Rewrite only the lines of the items from the one containing "Each instance of the pink" through the one containing "pixel 135 518", both included, as a numbered list with blank lines omitted.
start Input
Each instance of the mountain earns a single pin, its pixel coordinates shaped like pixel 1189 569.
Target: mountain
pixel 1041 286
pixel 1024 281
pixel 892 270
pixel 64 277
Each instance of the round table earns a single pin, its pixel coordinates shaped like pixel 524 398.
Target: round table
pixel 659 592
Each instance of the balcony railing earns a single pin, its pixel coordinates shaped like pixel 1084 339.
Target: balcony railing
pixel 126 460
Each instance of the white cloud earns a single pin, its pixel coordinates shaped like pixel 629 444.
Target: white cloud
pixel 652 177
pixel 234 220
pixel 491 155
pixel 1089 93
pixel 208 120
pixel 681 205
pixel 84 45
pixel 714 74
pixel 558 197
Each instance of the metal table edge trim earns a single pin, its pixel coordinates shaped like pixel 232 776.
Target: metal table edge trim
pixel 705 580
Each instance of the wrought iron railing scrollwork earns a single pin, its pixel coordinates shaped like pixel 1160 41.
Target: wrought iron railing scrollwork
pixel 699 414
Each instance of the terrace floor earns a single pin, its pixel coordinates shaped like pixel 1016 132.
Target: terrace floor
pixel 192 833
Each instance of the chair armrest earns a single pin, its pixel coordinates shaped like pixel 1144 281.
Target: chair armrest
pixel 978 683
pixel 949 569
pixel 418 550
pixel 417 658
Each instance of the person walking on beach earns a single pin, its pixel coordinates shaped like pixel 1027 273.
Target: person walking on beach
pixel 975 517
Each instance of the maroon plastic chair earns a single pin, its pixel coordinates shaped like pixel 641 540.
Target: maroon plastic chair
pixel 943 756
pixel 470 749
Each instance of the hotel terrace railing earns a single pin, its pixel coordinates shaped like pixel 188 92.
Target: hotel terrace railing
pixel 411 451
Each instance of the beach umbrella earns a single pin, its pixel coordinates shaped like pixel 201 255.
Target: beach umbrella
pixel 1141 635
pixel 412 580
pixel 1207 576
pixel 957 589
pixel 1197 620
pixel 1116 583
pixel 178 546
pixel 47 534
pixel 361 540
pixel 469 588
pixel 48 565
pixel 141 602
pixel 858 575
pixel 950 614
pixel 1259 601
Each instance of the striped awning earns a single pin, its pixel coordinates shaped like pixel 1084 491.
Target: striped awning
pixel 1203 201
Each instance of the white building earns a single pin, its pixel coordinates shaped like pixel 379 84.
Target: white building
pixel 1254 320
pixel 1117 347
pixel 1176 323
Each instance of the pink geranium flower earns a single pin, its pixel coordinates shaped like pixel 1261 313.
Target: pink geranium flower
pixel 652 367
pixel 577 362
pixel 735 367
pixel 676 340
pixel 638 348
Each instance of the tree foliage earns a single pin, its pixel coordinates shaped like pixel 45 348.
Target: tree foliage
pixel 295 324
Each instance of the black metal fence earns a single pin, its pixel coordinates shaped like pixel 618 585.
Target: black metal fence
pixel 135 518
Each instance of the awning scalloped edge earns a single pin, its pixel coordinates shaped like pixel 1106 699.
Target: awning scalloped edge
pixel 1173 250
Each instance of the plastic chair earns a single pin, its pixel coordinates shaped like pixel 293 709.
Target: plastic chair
end Input
__Answer to this exercise__
1. Each instance of the pink geranium flower earns a single pin, its pixel coordinates shaped like pixel 1261 313.
2. Target: pink geranium flower
3. pixel 652 367
4. pixel 577 362
5. pixel 735 367
6. pixel 676 340
7. pixel 638 348
8. Each instance of the tree foliage earns a single pin, its pixel coordinates shaped like pixel 45 348.
9. Target: tree foliage
10. pixel 295 324
11. Each instance of the black metal fence earns a single pin, its pixel coordinates shaped like pixel 618 585.
12. Target: black metal fence
13. pixel 135 518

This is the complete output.